Task description
Return the lines beginning at the one that contains "Where can you spot the green backpack?" and running to the end of the records, exactly and with nothing else. Omit pictures.
* BEGIN Records supplied *
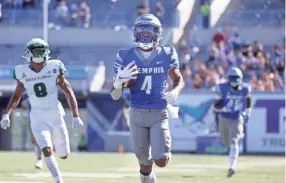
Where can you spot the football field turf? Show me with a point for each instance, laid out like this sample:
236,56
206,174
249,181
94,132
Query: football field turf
17,167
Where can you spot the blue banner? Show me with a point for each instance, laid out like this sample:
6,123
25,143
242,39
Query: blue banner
73,72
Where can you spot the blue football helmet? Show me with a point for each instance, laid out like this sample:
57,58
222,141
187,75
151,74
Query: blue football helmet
37,51
235,77
147,31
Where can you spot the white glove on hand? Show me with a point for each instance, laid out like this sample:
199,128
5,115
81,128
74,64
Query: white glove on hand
171,97
123,75
5,122
77,122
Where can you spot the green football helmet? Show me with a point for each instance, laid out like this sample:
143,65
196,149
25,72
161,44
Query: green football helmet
37,51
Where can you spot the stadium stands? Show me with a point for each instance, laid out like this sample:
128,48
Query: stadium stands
254,13
104,13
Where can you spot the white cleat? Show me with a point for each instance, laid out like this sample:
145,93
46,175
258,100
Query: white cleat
39,164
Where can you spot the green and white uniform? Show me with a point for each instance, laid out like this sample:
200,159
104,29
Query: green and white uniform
46,115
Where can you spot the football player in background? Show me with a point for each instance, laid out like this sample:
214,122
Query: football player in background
233,104
144,69
40,78
25,104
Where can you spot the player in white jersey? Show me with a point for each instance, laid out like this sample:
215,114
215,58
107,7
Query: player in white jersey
40,78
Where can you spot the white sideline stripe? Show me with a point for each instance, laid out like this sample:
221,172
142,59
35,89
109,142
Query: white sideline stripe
131,169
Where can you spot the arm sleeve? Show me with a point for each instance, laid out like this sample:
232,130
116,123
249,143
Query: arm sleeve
14,74
174,62
249,90
118,63
62,69
218,93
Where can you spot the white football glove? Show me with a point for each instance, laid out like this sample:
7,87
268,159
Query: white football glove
171,97
5,122
123,75
77,122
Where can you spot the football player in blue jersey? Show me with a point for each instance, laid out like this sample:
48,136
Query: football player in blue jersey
148,65
233,104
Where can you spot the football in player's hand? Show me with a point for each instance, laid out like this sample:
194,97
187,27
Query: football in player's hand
130,83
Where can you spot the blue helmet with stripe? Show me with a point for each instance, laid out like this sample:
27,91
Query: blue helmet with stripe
147,31
235,77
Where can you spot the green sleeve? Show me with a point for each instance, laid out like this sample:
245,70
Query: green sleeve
62,69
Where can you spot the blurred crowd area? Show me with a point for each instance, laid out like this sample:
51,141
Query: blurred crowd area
263,67
85,13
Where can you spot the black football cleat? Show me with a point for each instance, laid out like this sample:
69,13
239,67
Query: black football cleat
230,172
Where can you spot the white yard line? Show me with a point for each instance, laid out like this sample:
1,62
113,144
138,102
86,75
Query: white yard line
18,182
77,175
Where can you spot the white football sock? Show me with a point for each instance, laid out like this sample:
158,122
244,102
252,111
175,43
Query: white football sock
233,155
37,151
54,168
148,179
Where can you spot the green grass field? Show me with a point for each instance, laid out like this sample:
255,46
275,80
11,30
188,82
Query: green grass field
17,167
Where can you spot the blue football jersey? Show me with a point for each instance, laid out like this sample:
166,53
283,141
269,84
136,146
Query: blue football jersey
150,86
233,101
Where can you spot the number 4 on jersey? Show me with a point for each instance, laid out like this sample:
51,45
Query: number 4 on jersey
147,84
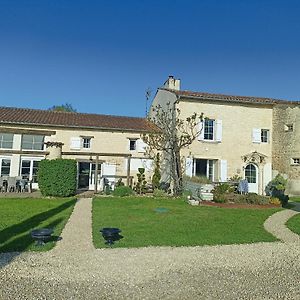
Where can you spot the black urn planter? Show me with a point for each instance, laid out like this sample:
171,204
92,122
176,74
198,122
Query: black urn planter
41,236
111,235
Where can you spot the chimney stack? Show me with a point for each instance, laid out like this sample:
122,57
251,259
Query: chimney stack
172,83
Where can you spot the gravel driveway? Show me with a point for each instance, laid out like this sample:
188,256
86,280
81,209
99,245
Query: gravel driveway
255,271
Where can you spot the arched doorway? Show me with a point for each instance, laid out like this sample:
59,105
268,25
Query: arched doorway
251,174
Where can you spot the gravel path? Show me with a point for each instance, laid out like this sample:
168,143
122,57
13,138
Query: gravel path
275,224
77,234
249,271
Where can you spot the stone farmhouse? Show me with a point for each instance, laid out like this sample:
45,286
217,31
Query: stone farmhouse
252,137
103,146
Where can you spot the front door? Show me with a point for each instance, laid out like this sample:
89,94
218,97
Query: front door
92,176
83,175
251,174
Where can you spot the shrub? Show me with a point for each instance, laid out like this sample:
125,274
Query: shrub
119,183
221,191
57,177
235,178
275,201
197,179
157,193
253,198
156,175
122,191
140,186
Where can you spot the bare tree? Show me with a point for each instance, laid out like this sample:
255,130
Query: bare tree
175,134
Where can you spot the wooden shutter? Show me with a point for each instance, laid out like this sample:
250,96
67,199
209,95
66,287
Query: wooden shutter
75,143
256,135
201,130
218,125
223,170
141,145
189,166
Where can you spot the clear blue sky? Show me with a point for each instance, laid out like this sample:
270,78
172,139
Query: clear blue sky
101,56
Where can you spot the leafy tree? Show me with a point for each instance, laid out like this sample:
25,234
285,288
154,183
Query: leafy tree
64,107
174,135
140,186
156,175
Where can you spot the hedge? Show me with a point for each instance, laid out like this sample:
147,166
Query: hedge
57,177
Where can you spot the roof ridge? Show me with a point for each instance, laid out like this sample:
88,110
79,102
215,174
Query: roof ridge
275,100
68,112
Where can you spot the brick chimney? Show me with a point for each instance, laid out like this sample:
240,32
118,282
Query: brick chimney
172,83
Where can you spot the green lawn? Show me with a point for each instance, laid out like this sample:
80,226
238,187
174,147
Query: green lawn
181,225
294,224
294,199
19,216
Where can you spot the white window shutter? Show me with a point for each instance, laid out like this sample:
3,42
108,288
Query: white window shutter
141,145
75,143
256,135
189,166
201,130
218,130
223,170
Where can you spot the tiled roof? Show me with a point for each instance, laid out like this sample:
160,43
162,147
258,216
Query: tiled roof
230,98
24,116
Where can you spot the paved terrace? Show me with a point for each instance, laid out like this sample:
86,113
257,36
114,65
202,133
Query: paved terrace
75,270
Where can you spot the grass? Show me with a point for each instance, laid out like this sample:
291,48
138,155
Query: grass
19,216
181,225
294,224
294,199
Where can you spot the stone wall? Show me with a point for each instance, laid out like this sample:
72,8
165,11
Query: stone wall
286,144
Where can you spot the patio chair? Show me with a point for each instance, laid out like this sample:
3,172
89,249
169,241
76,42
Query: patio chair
11,184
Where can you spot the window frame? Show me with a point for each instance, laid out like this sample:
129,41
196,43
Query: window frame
209,129
1,165
32,160
2,134
289,127
295,161
134,141
86,141
265,138
33,142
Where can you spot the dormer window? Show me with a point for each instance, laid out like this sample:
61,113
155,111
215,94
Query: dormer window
132,144
288,127
32,142
86,143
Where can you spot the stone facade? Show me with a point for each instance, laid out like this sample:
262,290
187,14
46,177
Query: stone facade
249,135
286,145
110,148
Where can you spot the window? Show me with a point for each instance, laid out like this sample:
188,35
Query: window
132,145
209,129
5,166
6,140
264,135
250,173
289,127
86,143
296,161
29,168
32,142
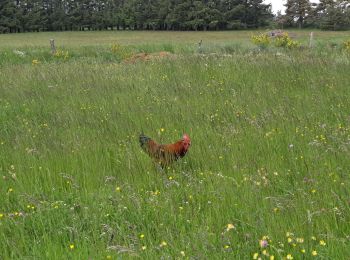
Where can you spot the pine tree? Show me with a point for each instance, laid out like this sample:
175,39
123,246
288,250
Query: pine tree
297,11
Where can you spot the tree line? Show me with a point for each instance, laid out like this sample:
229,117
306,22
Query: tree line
327,14
58,15
62,15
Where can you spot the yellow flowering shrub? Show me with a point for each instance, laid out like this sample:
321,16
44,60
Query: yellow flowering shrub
262,40
285,41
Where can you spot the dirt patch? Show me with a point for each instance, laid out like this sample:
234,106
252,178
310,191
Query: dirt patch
142,57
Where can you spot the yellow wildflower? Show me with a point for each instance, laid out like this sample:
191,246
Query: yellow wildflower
300,240
229,227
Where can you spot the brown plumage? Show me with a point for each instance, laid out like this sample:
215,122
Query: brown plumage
165,154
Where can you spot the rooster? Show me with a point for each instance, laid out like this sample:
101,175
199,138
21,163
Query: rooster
165,154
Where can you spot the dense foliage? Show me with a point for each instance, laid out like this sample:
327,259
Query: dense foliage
327,14
51,15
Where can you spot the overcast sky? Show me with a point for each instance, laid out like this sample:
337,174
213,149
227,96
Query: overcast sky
278,4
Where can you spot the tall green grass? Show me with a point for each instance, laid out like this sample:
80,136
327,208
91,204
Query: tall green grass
270,155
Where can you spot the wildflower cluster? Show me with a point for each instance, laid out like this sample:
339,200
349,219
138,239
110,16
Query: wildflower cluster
60,54
292,248
121,51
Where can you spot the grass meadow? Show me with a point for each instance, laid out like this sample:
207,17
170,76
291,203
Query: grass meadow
267,175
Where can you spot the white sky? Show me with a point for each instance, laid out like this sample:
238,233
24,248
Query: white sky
278,4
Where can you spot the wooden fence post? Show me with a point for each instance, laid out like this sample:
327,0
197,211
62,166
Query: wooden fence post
311,43
53,47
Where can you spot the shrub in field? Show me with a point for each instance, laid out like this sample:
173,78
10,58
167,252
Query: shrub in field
262,40
121,51
283,40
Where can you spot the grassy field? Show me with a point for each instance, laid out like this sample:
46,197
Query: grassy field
267,173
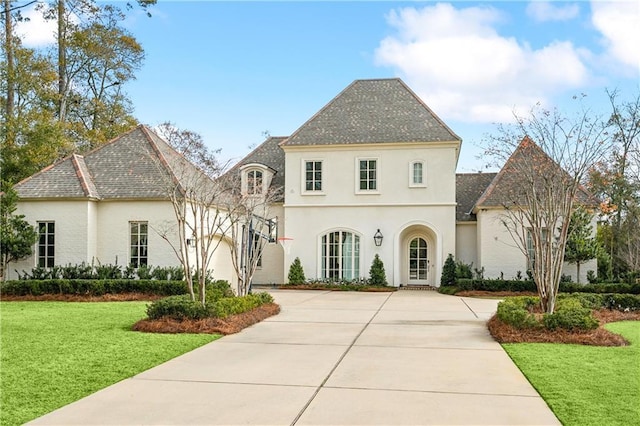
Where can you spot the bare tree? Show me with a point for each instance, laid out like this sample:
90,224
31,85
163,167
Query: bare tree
547,157
253,227
198,198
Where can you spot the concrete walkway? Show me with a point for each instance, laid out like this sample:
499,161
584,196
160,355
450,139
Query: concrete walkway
334,358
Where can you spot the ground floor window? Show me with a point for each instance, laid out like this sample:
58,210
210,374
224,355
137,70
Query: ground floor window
340,255
46,244
139,242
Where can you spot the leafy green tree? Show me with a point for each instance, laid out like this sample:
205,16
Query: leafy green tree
17,237
448,276
377,275
296,272
582,245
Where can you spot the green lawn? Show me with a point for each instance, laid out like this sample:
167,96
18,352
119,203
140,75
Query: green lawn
586,385
54,353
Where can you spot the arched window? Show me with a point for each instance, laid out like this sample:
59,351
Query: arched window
340,255
254,182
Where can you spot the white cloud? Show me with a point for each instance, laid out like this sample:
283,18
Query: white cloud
36,31
619,23
458,63
543,11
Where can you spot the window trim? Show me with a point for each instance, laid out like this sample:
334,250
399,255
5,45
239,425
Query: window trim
412,182
49,244
303,179
355,255
377,181
138,246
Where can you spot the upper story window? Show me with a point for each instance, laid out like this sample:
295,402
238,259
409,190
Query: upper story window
416,174
46,244
367,175
138,244
313,175
254,182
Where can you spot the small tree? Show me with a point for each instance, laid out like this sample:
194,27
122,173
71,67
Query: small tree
448,276
296,272
581,244
17,237
377,275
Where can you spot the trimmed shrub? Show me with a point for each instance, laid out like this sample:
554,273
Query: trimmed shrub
296,272
377,276
177,307
517,312
570,315
448,276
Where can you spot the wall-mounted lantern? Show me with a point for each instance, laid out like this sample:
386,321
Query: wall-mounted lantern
377,238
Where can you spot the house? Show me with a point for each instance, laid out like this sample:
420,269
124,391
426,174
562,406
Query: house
372,173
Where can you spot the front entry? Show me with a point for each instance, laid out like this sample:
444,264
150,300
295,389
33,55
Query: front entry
418,261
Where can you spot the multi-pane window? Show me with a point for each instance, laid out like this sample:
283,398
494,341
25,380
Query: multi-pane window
313,175
418,260
368,175
139,244
417,173
254,182
340,255
46,244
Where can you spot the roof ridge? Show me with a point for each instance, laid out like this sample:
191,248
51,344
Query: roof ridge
75,160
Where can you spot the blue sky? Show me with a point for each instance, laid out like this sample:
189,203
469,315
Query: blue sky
234,70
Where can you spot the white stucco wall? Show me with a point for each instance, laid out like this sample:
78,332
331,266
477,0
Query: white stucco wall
466,243
73,236
397,208
498,252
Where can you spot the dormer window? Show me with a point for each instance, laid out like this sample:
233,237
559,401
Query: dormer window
255,178
254,182
416,174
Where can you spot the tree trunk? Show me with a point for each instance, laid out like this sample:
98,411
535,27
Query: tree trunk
62,61
8,40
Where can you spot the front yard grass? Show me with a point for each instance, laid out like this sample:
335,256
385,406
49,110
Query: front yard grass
54,353
586,385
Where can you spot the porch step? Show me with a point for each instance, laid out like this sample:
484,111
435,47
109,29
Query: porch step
418,287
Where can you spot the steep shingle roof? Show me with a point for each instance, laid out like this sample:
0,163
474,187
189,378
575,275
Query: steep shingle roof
373,111
528,161
469,188
135,165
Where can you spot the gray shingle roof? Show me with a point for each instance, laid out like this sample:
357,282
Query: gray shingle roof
270,154
528,161
469,187
373,111
135,165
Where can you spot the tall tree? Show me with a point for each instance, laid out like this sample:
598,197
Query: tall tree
548,154
197,196
616,180
582,245
17,237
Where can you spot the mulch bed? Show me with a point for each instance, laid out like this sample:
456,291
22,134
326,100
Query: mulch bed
506,333
230,325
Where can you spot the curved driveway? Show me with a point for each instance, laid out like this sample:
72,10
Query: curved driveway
334,358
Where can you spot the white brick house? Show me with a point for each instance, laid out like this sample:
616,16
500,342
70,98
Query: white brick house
375,161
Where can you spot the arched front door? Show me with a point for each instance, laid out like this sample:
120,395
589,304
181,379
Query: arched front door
418,261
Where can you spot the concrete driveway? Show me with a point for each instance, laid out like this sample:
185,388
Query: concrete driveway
334,358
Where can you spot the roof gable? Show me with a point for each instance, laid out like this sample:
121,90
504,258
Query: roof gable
506,187
136,165
373,111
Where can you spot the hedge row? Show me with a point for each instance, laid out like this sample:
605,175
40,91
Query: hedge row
182,307
526,285
91,287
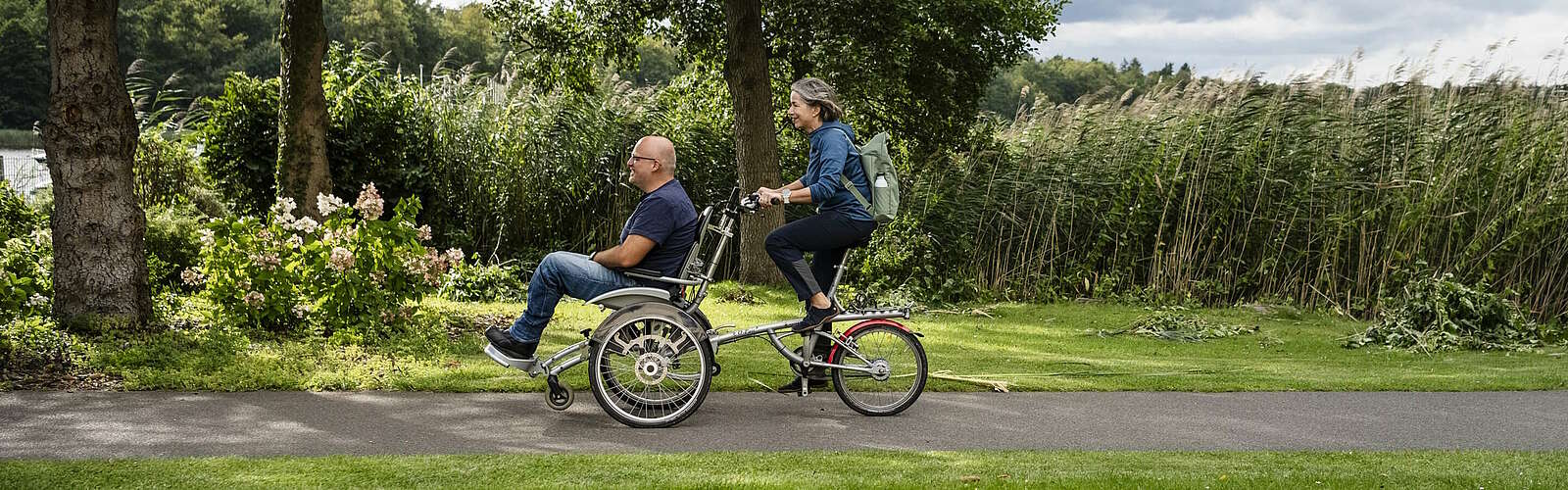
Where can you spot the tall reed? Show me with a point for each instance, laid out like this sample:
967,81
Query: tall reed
1239,190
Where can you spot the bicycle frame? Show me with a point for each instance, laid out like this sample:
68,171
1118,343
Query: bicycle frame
695,275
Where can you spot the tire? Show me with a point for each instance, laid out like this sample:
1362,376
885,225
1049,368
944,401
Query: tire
650,367
904,383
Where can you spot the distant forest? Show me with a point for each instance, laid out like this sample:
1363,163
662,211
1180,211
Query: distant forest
193,46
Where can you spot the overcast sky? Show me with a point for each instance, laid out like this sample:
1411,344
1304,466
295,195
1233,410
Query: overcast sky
1288,38
1280,38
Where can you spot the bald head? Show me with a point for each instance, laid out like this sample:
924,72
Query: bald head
661,148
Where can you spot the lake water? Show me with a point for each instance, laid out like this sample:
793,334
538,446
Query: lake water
24,173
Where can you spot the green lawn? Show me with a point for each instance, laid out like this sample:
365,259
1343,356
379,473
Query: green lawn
1039,347
839,469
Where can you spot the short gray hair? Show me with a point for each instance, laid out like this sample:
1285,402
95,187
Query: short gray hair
819,93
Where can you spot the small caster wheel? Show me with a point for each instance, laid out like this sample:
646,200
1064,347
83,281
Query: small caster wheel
559,395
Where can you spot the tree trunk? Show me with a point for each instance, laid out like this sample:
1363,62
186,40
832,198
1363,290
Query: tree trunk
757,142
90,135
302,117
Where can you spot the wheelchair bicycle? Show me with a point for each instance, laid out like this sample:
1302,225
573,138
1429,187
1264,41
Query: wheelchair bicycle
651,362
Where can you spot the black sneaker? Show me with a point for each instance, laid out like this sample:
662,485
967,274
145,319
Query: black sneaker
815,318
509,346
794,387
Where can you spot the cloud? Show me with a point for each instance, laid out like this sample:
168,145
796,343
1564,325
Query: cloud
1280,39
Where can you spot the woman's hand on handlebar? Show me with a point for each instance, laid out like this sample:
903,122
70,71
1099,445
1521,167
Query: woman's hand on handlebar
768,197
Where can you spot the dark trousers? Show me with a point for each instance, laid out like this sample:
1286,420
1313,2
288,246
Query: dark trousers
827,236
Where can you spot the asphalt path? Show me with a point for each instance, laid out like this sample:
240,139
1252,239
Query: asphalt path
55,424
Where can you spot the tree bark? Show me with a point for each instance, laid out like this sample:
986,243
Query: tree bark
757,140
302,114
90,135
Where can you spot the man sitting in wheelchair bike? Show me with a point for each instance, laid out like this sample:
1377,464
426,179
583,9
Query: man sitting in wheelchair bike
656,237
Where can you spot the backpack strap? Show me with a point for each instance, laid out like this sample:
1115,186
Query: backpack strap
846,181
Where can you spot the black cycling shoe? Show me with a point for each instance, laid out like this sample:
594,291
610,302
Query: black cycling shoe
507,344
794,387
815,318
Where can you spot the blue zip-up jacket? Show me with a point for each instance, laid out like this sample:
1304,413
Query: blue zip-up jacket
833,153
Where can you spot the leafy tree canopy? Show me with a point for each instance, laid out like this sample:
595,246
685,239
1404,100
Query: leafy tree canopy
913,67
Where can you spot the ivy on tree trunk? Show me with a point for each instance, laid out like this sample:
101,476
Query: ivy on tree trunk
90,135
757,142
302,114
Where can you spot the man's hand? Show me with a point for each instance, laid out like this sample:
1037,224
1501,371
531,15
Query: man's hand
626,255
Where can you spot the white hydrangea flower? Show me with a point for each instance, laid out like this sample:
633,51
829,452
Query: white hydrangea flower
328,203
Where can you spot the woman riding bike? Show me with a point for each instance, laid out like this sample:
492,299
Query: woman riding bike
839,221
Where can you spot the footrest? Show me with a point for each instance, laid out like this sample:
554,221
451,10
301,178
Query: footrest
530,367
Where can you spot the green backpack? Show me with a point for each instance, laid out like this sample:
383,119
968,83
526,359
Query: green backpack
880,174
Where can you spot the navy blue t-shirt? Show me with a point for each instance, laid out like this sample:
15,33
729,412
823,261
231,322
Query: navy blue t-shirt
668,219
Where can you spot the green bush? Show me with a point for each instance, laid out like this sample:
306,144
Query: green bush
240,142
36,344
172,245
347,278
169,174
1435,315
25,288
16,217
486,283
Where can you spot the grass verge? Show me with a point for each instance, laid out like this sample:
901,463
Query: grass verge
815,468
1035,347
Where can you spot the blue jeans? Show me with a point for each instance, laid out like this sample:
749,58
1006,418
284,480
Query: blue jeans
564,273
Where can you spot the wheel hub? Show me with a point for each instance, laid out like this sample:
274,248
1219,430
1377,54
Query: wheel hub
651,368
880,369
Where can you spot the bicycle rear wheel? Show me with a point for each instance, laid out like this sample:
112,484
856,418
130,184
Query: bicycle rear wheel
898,362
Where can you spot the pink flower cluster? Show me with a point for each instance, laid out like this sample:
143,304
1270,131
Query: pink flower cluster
266,261
255,299
328,203
342,260
192,276
368,203
433,265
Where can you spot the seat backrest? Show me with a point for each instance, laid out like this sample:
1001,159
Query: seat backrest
694,265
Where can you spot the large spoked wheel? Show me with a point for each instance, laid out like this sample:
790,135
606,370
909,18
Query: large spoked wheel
898,369
650,367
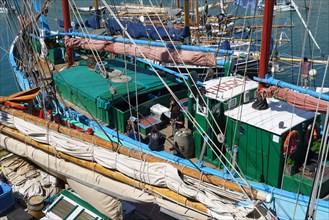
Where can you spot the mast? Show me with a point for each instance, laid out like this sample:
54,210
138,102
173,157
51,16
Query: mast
* END Records supplied *
Reply to the exercise
Where can you spot the green backpack? Show me with a point for each instance, laid out like this sample:
383,119
968,83
526,359
Query: green backpack
880,174
Where can you spot the navy blue t-shirt? Show me with a point for each instance, laid out like this sample:
15,33
729,412
823,261
231,322
Query: navy blue t-shirt
668,219
Where can you spot the green bush? Show me with a point for each instance, laid out like this sample:
306,144
Query: green bush
240,142
36,344
172,245
347,278
169,174
1435,315
25,288
16,217
486,283
Where can you spot the grass verge? Show me with a point for each instance, laid out like this sample:
901,463
Query: grass verge
815,468
1035,347
Where can you spot the blue jeans? Show me with a point for each instance, laid out like this sample:
749,58
1006,418
284,480
Query: blue jeans
564,273
Where can you spot the wheel hub? Show me with a point for each instance, laid out like this sample:
274,248
1219,430
1377,54
Query: wheel hub
651,368
880,369
Where can you spot the bicycle rear wheel? Show me with a point for each instance, laid out like this sample:
112,484
856,418
130,184
Query: bicycle rear wheel
898,362
Where can you spot the pink flower cluster? Show me with a point for each instance, laid out like this sample:
143,304
1270,131
Query: pink flower cluster
266,261
255,299
328,203
342,260
192,276
368,203
433,265
Where can you spot the seat backrest? Show me with a point for each instance, laid out like this sample:
1001,159
Query: seat backrest
694,265
Where can you spot the large spoked wheel? Show me with a point for each instance, laid out like this sample:
790,135
606,370
909,18
Query: large spoked wheel
898,369
650,367
Where can you spot the mast? Show me with a point for each instance, laid out like this sample:
54,210
138,102
173,157
51,16
Query: mast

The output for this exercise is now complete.